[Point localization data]
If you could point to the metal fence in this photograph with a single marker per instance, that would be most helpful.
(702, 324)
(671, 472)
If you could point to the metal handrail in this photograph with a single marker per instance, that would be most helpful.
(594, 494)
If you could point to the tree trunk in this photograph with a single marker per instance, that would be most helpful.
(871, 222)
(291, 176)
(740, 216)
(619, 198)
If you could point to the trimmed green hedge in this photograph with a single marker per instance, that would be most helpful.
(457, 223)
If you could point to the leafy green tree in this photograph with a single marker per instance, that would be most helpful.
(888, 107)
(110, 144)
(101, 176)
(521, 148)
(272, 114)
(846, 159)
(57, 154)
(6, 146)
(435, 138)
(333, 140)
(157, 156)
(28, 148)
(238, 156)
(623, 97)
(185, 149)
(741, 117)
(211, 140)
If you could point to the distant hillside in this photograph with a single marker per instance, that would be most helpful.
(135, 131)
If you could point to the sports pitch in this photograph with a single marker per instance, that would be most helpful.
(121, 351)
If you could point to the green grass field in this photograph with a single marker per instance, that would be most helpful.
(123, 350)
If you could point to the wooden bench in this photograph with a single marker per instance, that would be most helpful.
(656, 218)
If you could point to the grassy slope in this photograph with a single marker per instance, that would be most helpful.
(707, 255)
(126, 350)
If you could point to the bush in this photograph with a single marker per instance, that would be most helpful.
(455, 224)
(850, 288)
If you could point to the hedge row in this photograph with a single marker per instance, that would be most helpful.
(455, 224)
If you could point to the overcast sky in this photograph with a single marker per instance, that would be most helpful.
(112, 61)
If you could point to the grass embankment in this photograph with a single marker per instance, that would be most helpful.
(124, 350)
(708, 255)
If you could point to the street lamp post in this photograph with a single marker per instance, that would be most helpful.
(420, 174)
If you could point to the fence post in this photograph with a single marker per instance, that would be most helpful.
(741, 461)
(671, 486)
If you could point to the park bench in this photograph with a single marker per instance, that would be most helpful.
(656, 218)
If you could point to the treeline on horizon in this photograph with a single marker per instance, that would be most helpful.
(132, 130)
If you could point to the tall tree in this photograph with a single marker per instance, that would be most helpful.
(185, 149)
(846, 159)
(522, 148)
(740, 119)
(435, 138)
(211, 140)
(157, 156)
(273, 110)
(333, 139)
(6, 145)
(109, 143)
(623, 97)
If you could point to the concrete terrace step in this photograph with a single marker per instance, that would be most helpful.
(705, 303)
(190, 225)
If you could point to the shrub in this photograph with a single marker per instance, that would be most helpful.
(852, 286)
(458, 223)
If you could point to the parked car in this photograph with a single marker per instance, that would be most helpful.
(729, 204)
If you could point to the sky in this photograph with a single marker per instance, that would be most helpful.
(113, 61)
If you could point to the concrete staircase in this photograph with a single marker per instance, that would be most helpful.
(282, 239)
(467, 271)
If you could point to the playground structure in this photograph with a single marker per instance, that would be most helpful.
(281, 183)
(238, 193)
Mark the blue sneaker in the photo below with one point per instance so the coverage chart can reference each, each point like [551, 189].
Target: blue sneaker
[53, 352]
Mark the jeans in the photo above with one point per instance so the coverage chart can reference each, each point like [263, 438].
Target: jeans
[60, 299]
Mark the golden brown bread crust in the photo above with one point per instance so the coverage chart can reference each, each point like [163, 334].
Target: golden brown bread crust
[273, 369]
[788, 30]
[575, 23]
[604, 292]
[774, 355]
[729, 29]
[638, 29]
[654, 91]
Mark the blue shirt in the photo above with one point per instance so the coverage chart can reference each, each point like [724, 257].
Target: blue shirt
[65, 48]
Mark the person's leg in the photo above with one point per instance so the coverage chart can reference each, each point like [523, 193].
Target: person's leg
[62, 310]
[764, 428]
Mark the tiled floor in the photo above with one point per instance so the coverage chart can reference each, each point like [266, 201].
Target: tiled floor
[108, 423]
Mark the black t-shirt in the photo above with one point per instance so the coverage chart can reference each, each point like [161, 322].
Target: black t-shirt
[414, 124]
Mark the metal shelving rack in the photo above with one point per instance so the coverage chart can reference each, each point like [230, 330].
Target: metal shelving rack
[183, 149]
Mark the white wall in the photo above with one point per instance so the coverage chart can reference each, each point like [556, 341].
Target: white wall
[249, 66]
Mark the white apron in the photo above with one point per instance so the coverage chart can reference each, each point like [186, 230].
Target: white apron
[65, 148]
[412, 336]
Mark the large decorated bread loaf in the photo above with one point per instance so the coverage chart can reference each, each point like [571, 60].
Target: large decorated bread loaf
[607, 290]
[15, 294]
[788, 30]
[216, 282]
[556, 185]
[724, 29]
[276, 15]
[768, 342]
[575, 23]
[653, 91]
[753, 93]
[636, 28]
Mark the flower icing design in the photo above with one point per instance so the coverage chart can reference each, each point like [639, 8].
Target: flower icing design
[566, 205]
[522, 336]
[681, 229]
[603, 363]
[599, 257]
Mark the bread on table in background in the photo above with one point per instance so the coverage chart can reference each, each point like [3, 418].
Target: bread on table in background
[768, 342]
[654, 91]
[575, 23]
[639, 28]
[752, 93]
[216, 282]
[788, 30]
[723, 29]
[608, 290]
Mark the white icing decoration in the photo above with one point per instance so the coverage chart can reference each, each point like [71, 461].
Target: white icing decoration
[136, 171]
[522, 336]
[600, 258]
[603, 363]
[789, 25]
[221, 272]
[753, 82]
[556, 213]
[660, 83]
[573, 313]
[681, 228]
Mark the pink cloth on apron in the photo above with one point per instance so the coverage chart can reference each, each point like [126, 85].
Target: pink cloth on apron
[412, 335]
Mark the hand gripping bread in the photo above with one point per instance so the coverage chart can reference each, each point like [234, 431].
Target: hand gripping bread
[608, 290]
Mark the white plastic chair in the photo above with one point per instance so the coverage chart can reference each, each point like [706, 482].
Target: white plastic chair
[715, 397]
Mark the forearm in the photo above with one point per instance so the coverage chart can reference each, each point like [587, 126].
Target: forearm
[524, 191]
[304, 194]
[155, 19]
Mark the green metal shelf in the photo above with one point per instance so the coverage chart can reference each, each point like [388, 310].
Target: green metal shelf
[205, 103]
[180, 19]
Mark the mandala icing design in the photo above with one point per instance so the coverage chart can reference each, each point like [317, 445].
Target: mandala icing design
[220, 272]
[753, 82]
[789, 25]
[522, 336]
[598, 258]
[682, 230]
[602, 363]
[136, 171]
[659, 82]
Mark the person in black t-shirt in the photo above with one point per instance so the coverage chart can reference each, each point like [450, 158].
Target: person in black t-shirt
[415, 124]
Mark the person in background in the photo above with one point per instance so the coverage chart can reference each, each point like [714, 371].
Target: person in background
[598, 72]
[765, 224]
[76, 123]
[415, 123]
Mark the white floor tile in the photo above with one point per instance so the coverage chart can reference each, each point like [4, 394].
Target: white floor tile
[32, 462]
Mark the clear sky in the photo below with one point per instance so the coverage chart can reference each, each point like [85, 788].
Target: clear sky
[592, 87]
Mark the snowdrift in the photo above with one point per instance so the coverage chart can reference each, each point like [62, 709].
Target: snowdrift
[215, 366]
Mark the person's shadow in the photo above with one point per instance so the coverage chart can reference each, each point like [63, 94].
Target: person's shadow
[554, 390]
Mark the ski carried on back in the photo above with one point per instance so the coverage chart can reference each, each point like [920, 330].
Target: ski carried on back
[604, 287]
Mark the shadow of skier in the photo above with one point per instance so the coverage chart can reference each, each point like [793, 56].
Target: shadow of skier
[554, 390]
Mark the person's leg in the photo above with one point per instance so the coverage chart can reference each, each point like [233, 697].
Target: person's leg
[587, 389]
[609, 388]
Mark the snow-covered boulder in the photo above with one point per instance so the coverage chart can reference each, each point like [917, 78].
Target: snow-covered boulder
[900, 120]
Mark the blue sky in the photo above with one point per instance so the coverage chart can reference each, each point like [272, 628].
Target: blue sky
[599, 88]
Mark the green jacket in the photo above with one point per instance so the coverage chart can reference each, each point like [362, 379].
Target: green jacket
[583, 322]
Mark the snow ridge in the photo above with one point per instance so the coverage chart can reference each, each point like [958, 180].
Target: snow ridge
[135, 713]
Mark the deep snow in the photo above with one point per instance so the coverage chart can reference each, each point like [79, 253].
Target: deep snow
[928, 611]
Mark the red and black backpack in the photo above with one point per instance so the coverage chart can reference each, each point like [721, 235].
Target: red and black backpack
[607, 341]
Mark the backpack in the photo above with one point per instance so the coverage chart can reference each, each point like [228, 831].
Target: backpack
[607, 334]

■ Your objective
Show all lines in the entries above where the string "below" appears.

■ Result
Mark the blue sneaker in the photo below with one point per instance so the coverage chart can reference each, each point like [551, 189].
Mark the clear sky in the photo below with one point per instance so the coverage chart can reference each, each point like [85, 788].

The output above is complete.